*What to work on*.
Edit the stretch of records from the line that contains "the white rump" through the line that contains "[[930, 185], [774, 137], [1079, 120]]": write "Labeling rule" everywhere "Annotation guideline" appears, keep everything else the same, and give back only those lines, with the pictures left out.

*Information supplied*.

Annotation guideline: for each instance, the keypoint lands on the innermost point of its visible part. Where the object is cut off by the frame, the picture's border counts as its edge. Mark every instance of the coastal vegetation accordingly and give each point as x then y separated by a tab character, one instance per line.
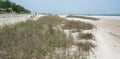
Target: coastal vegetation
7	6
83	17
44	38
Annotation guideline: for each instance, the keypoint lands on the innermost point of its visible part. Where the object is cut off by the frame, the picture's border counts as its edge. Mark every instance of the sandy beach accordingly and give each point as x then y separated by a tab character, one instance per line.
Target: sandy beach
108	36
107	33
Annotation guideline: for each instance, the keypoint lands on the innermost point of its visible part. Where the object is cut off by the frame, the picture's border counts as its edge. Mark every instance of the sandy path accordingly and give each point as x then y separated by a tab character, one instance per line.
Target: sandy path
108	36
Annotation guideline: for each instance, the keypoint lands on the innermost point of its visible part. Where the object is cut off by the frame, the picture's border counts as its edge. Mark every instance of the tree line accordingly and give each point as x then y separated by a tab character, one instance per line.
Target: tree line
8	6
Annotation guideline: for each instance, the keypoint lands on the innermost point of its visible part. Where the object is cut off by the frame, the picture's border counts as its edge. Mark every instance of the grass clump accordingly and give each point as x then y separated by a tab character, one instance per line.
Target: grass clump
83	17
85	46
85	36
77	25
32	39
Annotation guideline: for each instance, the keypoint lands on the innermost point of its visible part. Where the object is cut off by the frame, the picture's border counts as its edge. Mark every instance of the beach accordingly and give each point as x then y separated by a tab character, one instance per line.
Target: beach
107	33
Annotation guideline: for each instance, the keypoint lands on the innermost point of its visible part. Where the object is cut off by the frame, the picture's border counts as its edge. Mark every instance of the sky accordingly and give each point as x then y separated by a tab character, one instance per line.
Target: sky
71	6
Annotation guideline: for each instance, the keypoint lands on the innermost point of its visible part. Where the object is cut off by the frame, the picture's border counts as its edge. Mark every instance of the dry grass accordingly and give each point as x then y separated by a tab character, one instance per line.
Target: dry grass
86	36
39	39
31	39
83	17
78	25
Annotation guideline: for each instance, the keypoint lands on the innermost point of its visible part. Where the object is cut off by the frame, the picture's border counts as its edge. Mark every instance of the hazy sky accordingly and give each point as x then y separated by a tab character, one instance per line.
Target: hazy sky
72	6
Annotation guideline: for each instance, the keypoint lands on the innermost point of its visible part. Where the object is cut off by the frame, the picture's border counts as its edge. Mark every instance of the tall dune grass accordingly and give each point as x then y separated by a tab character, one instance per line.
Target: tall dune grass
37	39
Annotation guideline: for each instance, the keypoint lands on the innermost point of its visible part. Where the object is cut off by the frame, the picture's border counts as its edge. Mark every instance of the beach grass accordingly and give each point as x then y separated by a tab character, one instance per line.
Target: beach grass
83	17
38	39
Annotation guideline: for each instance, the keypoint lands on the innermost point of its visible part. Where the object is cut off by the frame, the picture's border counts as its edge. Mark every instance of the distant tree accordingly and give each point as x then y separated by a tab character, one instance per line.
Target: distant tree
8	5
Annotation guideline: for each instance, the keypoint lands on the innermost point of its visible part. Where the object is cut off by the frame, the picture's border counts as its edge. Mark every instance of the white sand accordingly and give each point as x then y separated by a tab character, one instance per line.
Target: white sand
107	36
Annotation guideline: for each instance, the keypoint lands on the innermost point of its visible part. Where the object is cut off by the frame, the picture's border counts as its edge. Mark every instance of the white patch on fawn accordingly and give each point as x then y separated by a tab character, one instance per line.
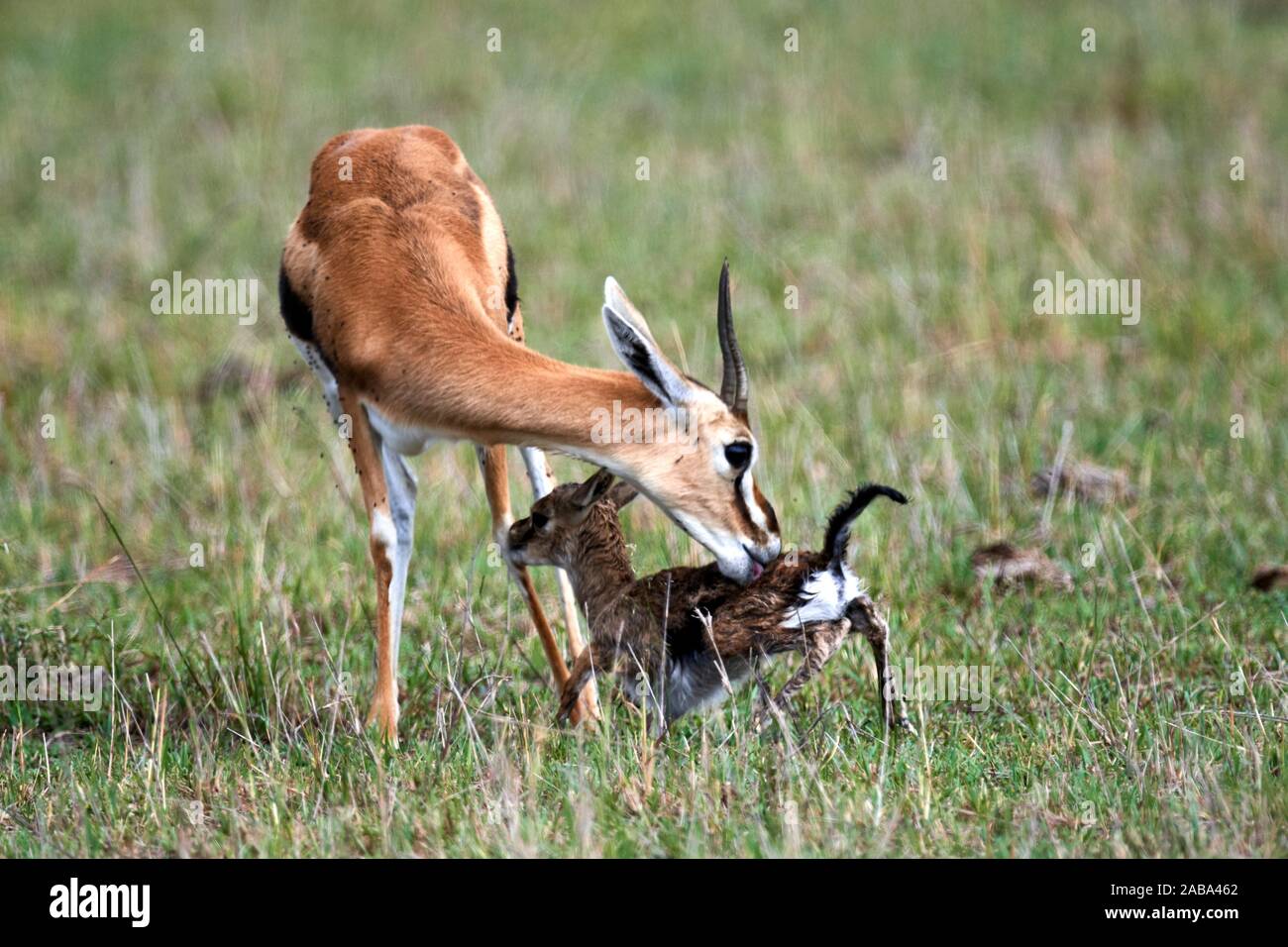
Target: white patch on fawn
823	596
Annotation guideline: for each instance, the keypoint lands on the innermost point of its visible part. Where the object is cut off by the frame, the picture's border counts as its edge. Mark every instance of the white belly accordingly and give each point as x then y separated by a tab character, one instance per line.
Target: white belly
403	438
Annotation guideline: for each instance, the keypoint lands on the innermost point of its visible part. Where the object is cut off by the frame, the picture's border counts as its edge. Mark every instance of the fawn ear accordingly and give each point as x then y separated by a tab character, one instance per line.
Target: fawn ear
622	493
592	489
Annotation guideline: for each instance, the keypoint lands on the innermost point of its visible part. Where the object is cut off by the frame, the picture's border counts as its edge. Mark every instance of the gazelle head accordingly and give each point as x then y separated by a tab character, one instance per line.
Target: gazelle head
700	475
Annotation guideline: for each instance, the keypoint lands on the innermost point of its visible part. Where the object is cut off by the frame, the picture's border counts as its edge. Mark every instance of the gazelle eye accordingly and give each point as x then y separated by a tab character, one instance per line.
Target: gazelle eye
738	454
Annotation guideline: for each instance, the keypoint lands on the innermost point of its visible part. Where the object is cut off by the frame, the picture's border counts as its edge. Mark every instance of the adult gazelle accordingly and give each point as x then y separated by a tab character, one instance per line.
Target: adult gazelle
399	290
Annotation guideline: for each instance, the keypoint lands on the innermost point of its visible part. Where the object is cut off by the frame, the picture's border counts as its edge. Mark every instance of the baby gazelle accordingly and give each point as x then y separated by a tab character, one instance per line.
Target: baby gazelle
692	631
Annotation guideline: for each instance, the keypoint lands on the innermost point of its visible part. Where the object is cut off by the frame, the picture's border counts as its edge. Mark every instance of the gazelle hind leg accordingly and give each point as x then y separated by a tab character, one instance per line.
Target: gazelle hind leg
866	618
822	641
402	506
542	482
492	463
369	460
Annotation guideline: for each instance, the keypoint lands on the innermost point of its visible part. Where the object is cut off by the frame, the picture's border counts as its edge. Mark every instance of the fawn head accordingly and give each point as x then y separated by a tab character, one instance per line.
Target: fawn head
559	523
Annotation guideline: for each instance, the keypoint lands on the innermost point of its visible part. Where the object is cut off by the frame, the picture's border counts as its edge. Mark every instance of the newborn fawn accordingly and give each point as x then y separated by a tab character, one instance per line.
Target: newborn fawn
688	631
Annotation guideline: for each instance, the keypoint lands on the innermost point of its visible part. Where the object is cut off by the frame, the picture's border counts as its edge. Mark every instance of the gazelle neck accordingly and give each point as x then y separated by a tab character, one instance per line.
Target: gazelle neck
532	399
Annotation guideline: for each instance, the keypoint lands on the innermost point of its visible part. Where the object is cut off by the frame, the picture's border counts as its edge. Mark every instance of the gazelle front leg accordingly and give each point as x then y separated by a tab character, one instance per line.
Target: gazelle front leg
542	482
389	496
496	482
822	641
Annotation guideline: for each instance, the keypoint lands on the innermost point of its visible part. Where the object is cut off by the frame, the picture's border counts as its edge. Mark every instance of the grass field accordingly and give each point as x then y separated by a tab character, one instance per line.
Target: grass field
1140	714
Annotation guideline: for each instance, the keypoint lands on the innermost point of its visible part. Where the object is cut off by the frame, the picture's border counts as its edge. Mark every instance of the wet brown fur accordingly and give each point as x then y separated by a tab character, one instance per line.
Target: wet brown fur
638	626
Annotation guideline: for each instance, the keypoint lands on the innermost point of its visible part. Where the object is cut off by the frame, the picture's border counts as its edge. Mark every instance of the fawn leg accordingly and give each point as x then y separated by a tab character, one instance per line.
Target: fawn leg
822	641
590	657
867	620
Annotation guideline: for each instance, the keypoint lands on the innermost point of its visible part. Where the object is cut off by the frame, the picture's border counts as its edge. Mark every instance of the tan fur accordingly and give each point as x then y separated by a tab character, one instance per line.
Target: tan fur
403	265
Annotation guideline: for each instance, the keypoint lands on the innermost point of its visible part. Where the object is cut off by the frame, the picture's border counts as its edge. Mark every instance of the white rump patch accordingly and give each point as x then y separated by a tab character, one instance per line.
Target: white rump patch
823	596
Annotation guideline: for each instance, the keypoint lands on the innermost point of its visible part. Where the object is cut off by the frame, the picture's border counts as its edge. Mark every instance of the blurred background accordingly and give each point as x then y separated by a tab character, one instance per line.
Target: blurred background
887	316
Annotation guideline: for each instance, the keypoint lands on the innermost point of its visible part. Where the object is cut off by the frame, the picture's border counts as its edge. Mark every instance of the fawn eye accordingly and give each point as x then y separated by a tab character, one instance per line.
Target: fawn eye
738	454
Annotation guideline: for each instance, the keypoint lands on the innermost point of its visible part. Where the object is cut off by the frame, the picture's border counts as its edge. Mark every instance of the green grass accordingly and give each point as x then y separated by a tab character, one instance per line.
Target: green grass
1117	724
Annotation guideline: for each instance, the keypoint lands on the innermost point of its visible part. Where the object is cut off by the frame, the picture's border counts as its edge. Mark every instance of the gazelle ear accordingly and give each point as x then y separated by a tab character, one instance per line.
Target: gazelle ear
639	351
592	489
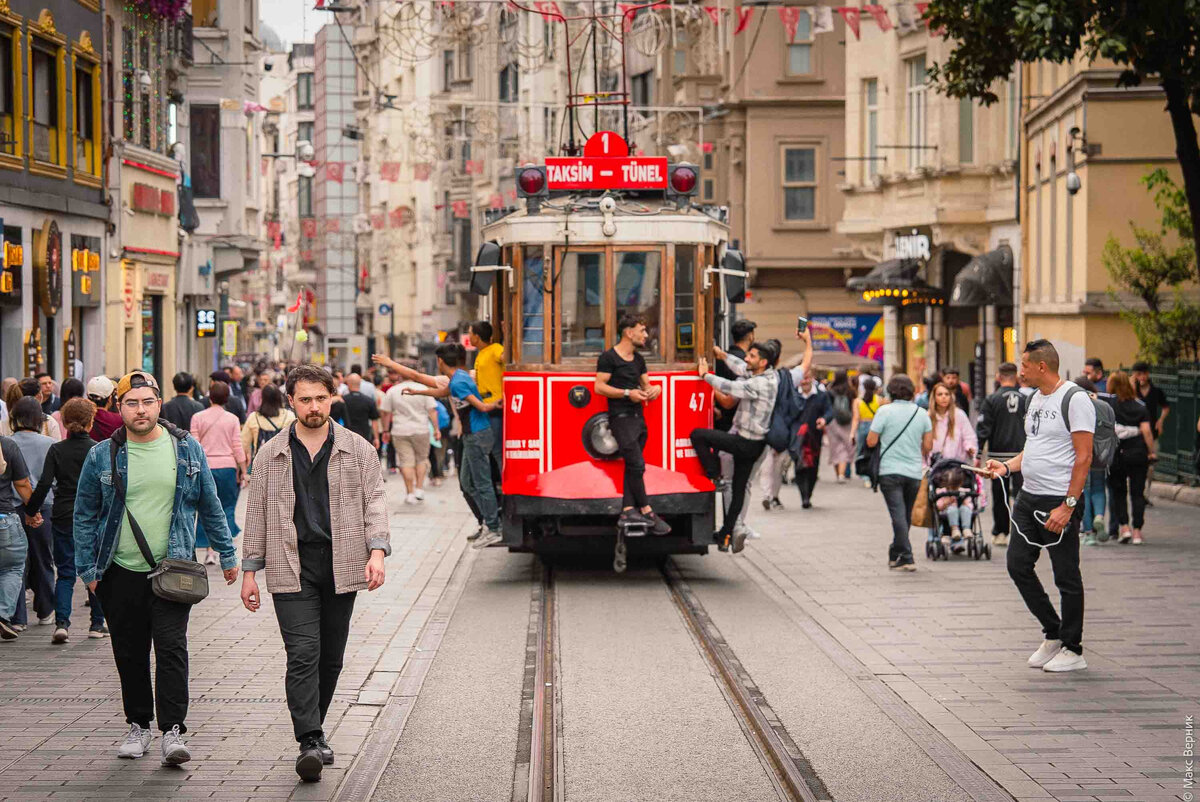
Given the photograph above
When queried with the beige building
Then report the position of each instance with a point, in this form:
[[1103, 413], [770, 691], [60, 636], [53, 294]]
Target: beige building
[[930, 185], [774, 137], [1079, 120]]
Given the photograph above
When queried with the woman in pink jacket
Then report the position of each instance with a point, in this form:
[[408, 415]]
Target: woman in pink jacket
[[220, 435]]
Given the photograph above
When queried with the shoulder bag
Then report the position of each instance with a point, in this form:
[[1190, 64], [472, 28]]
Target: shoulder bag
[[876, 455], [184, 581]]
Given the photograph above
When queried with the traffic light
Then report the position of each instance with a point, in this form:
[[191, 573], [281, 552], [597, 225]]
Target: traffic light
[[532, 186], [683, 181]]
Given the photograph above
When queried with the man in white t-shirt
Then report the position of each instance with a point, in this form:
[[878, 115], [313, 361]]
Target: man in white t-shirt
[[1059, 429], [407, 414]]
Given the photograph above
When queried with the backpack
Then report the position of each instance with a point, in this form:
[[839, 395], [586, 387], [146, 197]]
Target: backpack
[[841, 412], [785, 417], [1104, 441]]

*Completed exercise*.
Labeling rule: for each instance, the keypoint lands on the innermost point of its visible part. Where the object is cut off by the frame, the picture's border counts as its edge. Mark every instance of the white rump patch accordingly and give each point as x then y separated by a tab character, one instance per line.
Target: white rump patch
823	596
Labeling rule: for each instance, the keypoint lands on the innermost point of its visible part. Where the object is cut off by the frame, the picture's border counts as its edge. Mark every instance of the blurred background accordingly and give each point as x then y separated by a tab character, one instance per line.
Target: blurred background
887	316
Labeling rule: for each instance, the keypoint lands on the innermost point of its visible part. Where the object is cut off by the frame, the picture's border counts as its edge. Mark every instance of the fawn eye accordingly and give each point as x then y separated by a tab character, one instance per line.
Target: fawn eye
738	454
Labeling rule: for each instance, the keypoint lands on the innermost point of its visible part. Where the object is cut off by the frame, the picture's border counts as its edge. Mark every instance of the green grass accordingly and give each point as x then y separated by a tab character, one instance per line.
Target: green grass
1117	724
Labeling rule: for each instance, the keypoint lands on the innermost point of its visible part. Where the object is cut off by the frame, the picture's border counts as its edge. Mark every instance of the gazelle ear accordingly and give each point as x then y separated by a tab character, one instance per line.
Target: gazelle ear
639	351
592	489
Given the photograph above
When queried with the beige building
Then report the position of each instance with a point, in this form:
[[1103, 413], [770, 691], [60, 636], [53, 294]]
Target: beige building
[[930, 185], [774, 137], [1079, 120]]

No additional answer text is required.